----- PROVIDED RECORDS -----
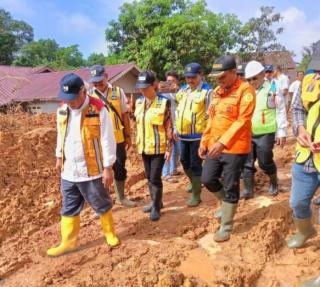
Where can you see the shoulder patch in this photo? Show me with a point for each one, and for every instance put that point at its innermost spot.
(248, 97)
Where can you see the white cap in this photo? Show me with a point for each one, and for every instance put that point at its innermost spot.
(253, 68)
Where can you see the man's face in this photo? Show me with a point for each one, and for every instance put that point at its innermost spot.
(102, 85)
(256, 81)
(77, 103)
(227, 79)
(193, 82)
(300, 76)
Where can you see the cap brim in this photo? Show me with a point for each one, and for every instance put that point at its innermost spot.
(217, 74)
(96, 79)
(142, 85)
(188, 74)
(67, 97)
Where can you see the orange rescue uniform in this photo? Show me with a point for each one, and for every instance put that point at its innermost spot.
(230, 114)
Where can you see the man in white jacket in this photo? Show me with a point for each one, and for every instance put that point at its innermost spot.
(269, 125)
(85, 153)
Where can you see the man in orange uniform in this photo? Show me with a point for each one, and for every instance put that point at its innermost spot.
(226, 140)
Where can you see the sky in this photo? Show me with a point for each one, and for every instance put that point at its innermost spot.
(83, 22)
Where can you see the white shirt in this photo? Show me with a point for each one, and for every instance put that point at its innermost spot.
(74, 166)
(294, 89)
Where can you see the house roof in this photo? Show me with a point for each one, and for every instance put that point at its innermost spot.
(40, 84)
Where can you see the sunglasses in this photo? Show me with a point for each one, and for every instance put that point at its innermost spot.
(252, 79)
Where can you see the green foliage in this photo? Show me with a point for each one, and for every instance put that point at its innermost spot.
(96, 59)
(167, 34)
(258, 35)
(13, 35)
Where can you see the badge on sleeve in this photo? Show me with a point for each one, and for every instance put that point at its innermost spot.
(248, 98)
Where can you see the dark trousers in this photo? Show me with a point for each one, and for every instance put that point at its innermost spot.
(153, 165)
(189, 157)
(74, 195)
(119, 167)
(262, 149)
(230, 165)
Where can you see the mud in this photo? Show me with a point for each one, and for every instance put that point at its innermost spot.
(176, 251)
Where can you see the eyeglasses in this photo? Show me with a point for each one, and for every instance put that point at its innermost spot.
(252, 79)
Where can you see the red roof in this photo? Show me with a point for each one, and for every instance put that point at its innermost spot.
(41, 84)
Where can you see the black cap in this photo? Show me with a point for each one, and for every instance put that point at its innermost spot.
(223, 64)
(145, 79)
(70, 86)
(192, 69)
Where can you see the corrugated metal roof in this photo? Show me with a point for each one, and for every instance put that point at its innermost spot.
(45, 86)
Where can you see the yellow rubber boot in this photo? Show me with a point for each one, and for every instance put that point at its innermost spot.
(108, 228)
(70, 227)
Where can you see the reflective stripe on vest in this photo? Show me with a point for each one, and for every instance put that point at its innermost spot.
(264, 117)
(114, 97)
(90, 134)
(191, 117)
(151, 136)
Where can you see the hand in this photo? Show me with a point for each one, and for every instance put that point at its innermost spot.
(128, 142)
(167, 156)
(303, 138)
(107, 177)
(281, 141)
(202, 152)
(216, 150)
(58, 165)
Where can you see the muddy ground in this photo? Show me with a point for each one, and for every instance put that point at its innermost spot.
(176, 251)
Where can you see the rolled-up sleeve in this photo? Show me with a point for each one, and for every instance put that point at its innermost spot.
(108, 141)
(58, 146)
(299, 113)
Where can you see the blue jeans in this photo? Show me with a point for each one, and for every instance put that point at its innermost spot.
(304, 185)
(171, 166)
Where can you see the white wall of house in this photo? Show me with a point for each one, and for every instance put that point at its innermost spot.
(37, 107)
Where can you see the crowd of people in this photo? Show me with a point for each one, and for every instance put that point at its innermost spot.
(218, 134)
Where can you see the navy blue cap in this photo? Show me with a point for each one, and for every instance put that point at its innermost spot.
(268, 68)
(70, 86)
(192, 69)
(223, 64)
(97, 73)
(145, 79)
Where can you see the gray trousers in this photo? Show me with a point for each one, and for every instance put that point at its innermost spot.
(262, 149)
(74, 195)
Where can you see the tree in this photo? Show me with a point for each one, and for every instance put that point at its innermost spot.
(258, 36)
(13, 35)
(38, 53)
(166, 34)
(96, 59)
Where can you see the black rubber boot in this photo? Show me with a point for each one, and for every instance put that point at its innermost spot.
(273, 189)
(156, 204)
(248, 183)
(147, 208)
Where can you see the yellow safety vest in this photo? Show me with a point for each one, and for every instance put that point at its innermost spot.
(114, 98)
(90, 134)
(151, 135)
(310, 96)
(191, 117)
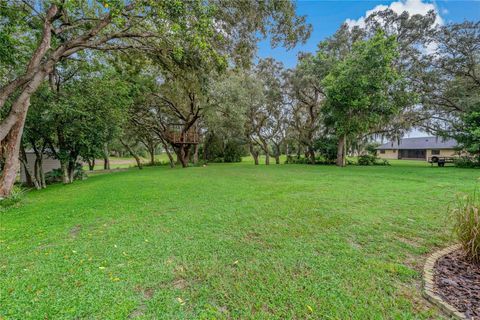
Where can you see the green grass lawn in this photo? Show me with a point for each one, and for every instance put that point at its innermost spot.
(229, 241)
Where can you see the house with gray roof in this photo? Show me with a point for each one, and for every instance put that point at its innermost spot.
(423, 148)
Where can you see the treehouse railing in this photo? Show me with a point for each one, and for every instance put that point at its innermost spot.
(174, 134)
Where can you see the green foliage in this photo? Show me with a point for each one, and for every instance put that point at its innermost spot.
(327, 148)
(233, 152)
(15, 197)
(55, 175)
(466, 227)
(357, 87)
(371, 148)
(219, 150)
(468, 133)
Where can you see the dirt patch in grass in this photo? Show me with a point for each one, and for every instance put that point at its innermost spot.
(457, 281)
(75, 231)
(147, 294)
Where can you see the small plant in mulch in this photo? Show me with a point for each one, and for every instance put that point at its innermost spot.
(467, 225)
(457, 275)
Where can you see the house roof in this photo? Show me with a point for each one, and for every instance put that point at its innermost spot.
(420, 143)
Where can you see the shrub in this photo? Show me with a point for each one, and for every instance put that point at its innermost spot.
(371, 148)
(53, 176)
(467, 225)
(233, 151)
(56, 175)
(327, 148)
(466, 162)
(15, 197)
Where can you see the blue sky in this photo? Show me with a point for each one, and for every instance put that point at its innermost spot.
(326, 16)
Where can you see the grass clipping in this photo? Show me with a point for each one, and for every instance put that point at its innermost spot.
(467, 225)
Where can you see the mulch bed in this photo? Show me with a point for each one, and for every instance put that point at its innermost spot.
(457, 281)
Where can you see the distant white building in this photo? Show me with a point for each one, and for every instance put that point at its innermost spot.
(425, 148)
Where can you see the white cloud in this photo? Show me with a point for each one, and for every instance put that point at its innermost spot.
(411, 6)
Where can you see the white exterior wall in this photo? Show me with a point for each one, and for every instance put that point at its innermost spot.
(393, 154)
(443, 153)
(389, 154)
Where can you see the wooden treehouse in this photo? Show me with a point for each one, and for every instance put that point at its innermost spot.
(176, 135)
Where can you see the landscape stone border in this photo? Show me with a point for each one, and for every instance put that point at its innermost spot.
(429, 284)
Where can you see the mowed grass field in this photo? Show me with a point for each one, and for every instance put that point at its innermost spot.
(229, 241)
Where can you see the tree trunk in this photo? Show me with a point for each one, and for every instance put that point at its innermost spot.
(195, 154)
(106, 159)
(133, 154)
(182, 154)
(91, 164)
(169, 155)
(254, 153)
(71, 171)
(299, 151)
(29, 175)
(39, 173)
(65, 175)
(311, 153)
(277, 154)
(151, 151)
(341, 151)
(12, 147)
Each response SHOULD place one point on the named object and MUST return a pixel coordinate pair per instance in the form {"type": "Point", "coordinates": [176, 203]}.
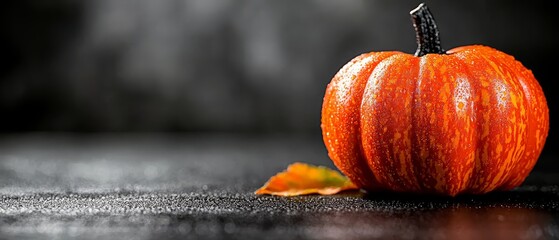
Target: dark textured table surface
{"type": "Point", "coordinates": [153, 186]}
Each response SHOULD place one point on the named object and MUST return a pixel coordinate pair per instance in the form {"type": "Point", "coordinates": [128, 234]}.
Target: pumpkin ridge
{"type": "Point", "coordinates": [509, 182]}
{"type": "Point", "coordinates": [474, 91]}
{"type": "Point", "coordinates": [368, 161]}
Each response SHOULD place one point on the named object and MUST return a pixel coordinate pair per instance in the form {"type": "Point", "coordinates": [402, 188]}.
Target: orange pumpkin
{"type": "Point", "coordinates": [468, 120]}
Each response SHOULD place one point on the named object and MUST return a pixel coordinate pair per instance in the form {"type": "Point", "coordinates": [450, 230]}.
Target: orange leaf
{"type": "Point", "coordinates": [302, 179]}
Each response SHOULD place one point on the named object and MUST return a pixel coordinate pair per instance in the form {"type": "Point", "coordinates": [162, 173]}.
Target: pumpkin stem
{"type": "Point", "coordinates": [428, 40]}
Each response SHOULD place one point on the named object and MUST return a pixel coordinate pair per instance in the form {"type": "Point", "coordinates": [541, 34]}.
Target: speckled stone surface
{"type": "Point", "coordinates": [139, 186]}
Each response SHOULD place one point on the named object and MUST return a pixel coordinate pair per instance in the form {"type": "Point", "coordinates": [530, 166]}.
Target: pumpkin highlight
{"type": "Point", "coordinates": [468, 120]}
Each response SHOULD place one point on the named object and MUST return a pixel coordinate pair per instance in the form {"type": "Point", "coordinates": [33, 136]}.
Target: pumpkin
{"type": "Point", "coordinates": [468, 120]}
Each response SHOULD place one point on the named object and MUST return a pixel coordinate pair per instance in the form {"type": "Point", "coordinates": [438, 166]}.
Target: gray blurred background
{"type": "Point", "coordinates": [253, 66]}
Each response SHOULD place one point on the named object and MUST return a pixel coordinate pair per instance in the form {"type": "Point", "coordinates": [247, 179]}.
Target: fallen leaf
{"type": "Point", "coordinates": [303, 179]}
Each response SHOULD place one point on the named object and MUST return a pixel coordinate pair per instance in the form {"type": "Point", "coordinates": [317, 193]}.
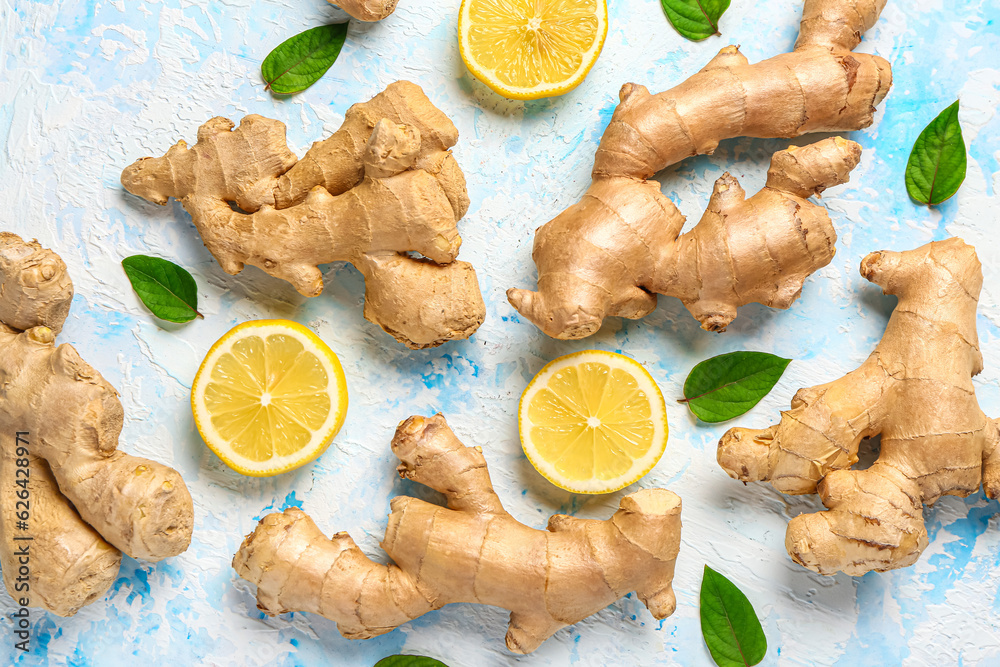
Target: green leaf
{"type": "Point", "coordinates": [936, 167]}
{"type": "Point", "coordinates": [409, 661]}
{"type": "Point", "coordinates": [695, 19]}
{"type": "Point", "coordinates": [166, 289]}
{"type": "Point", "coordinates": [729, 624]}
{"type": "Point", "coordinates": [300, 61]}
{"type": "Point", "coordinates": [728, 385]}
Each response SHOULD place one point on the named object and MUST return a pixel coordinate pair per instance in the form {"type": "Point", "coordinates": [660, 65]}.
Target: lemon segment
{"type": "Point", "coordinates": [593, 422]}
{"type": "Point", "coordinates": [526, 49]}
{"type": "Point", "coordinates": [269, 397]}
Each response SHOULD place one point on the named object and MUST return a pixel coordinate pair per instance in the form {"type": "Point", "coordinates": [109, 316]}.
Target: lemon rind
{"type": "Point", "coordinates": [588, 60]}
{"type": "Point", "coordinates": [322, 437]}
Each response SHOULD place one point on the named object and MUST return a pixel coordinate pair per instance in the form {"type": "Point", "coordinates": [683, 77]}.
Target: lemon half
{"type": "Point", "coordinates": [593, 422]}
{"type": "Point", "coordinates": [526, 49]}
{"type": "Point", "coordinates": [269, 397]}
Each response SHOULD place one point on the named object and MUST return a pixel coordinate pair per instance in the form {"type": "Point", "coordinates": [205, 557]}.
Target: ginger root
{"type": "Point", "coordinates": [382, 186]}
{"type": "Point", "coordinates": [609, 254]}
{"type": "Point", "coordinates": [366, 10]}
{"type": "Point", "coordinates": [916, 391]}
{"type": "Point", "coordinates": [471, 551]}
{"type": "Point", "coordinates": [84, 501]}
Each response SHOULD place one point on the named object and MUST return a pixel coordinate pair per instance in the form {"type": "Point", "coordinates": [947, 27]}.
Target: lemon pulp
{"type": "Point", "coordinates": [269, 397]}
{"type": "Point", "coordinates": [531, 48]}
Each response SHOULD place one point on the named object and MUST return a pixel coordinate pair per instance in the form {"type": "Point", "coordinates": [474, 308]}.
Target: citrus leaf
{"type": "Point", "coordinates": [300, 61]}
{"type": "Point", "coordinates": [729, 624]}
{"type": "Point", "coordinates": [695, 19]}
{"type": "Point", "coordinates": [936, 167]}
{"type": "Point", "coordinates": [728, 385]}
{"type": "Point", "coordinates": [409, 661]}
{"type": "Point", "coordinates": [166, 289]}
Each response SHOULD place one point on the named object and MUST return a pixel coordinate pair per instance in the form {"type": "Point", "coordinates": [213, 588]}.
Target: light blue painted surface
{"type": "Point", "coordinates": [87, 87]}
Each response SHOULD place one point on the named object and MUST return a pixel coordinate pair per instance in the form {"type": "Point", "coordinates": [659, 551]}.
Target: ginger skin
{"type": "Point", "coordinates": [88, 502]}
{"type": "Point", "coordinates": [471, 551]}
{"type": "Point", "coordinates": [383, 185]}
{"type": "Point", "coordinates": [613, 251]}
{"type": "Point", "coordinates": [916, 391]}
{"type": "Point", "coordinates": [366, 10]}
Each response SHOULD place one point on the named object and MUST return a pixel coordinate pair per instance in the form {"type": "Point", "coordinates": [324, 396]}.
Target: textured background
{"type": "Point", "coordinates": [88, 87]}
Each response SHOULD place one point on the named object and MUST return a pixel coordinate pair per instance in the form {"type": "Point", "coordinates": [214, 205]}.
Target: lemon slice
{"type": "Point", "coordinates": [526, 49]}
{"type": "Point", "coordinates": [593, 422]}
{"type": "Point", "coordinates": [269, 397]}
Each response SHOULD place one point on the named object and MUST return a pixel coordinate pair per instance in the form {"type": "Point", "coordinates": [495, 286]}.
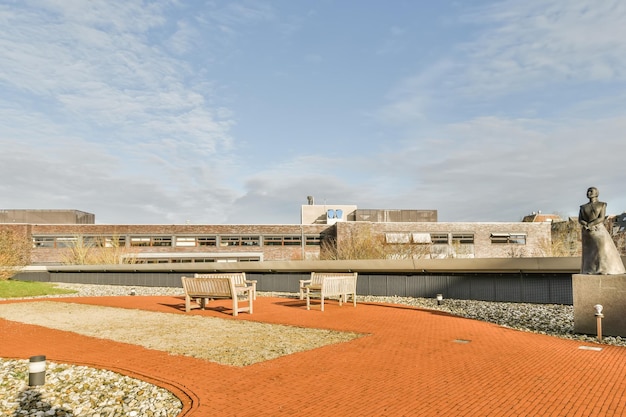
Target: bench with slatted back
{"type": "Point", "coordinates": [218, 286]}
{"type": "Point", "coordinates": [330, 284]}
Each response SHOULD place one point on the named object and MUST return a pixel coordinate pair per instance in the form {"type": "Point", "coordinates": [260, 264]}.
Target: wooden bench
{"type": "Point", "coordinates": [217, 286]}
{"type": "Point", "coordinates": [240, 280]}
{"type": "Point", "coordinates": [329, 284]}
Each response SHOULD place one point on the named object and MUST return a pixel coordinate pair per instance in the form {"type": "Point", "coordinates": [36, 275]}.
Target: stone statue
{"type": "Point", "coordinates": [600, 256]}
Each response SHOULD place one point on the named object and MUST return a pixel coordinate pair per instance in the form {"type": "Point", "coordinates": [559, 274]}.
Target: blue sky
{"type": "Point", "coordinates": [233, 112]}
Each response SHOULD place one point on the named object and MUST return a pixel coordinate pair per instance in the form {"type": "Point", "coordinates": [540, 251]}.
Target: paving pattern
{"type": "Point", "coordinates": [412, 362]}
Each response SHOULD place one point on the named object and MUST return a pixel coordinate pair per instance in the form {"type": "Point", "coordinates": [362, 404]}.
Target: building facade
{"type": "Point", "coordinates": [69, 243]}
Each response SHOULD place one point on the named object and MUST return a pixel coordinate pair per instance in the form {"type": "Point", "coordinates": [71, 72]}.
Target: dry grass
{"type": "Point", "coordinates": [228, 342]}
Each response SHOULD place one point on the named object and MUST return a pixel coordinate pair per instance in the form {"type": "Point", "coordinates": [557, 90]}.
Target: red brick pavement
{"type": "Point", "coordinates": [412, 362]}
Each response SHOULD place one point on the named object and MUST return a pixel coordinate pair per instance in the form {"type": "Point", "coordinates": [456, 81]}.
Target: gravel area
{"type": "Point", "coordinates": [83, 391]}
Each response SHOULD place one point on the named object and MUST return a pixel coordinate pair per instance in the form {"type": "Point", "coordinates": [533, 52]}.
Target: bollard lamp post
{"type": "Point", "coordinates": [37, 370]}
{"type": "Point", "coordinates": [599, 316]}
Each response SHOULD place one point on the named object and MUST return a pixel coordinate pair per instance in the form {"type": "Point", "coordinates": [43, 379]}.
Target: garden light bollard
{"type": "Point", "coordinates": [599, 317]}
{"type": "Point", "coordinates": [37, 370]}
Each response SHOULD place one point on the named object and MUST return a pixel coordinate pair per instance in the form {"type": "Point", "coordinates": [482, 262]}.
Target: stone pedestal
{"type": "Point", "coordinates": [608, 290]}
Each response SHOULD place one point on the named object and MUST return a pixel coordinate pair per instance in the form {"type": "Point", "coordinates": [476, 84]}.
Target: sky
{"type": "Point", "coordinates": [234, 111]}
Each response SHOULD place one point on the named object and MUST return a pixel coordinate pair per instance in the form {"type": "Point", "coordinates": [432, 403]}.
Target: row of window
{"type": "Point", "coordinates": [174, 241]}
{"type": "Point", "coordinates": [430, 238]}
{"type": "Point", "coordinates": [451, 238]}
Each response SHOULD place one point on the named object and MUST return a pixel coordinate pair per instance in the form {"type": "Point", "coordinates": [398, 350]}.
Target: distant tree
{"type": "Point", "coordinates": [14, 253]}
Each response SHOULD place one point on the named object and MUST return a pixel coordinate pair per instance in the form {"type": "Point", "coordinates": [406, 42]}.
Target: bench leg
{"type": "Point", "coordinates": [235, 305]}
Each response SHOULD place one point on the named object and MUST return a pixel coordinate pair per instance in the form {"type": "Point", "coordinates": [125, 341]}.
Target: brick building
{"type": "Point", "coordinates": [53, 242]}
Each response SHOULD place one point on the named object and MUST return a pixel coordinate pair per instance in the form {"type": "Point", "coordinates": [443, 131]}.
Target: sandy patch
{"type": "Point", "coordinates": [228, 342]}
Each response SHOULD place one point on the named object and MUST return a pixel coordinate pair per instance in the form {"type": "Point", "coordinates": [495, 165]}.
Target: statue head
{"type": "Point", "coordinates": [592, 192]}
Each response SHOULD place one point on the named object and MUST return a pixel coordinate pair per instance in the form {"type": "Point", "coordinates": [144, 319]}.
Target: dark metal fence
{"type": "Point", "coordinates": [544, 288]}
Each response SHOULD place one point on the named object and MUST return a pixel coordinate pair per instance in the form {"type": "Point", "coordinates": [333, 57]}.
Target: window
{"type": "Point", "coordinates": [43, 242]}
{"type": "Point", "coordinates": [186, 241]}
{"type": "Point", "coordinates": [66, 242]}
{"type": "Point", "coordinates": [240, 240]}
{"type": "Point", "coordinates": [463, 238]}
{"type": "Point", "coordinates": [422, 238]}
{"type": "Point", "coordinates": [162, 241]}
{"type": "Point", "coordinates": [514, 238]}
{"type": "Point", "coordinates": [110, 241]}
{"type": "Point", "coordinates": [398, 238]}
{"type": "Point", "coordinates": [439, 238]}
{"type": "Point", "coordinates": [282, 240]}
{"type": "Point", "coordinates": [207, 240]}
{"type": "Point", "coordinates": [230, 241]}
{"type": "Point", "coordinates": [139, 241]}
{"type": "Point", "coordinates": [312, 240]}
{"type": "Point", "coordinates": [250, 240]}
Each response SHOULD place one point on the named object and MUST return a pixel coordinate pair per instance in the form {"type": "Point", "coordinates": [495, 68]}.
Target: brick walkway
{"type": "Point", "coordinates": [412, 363]}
-----
How many of the lines above contain the string "lemon"? Give only the number.

5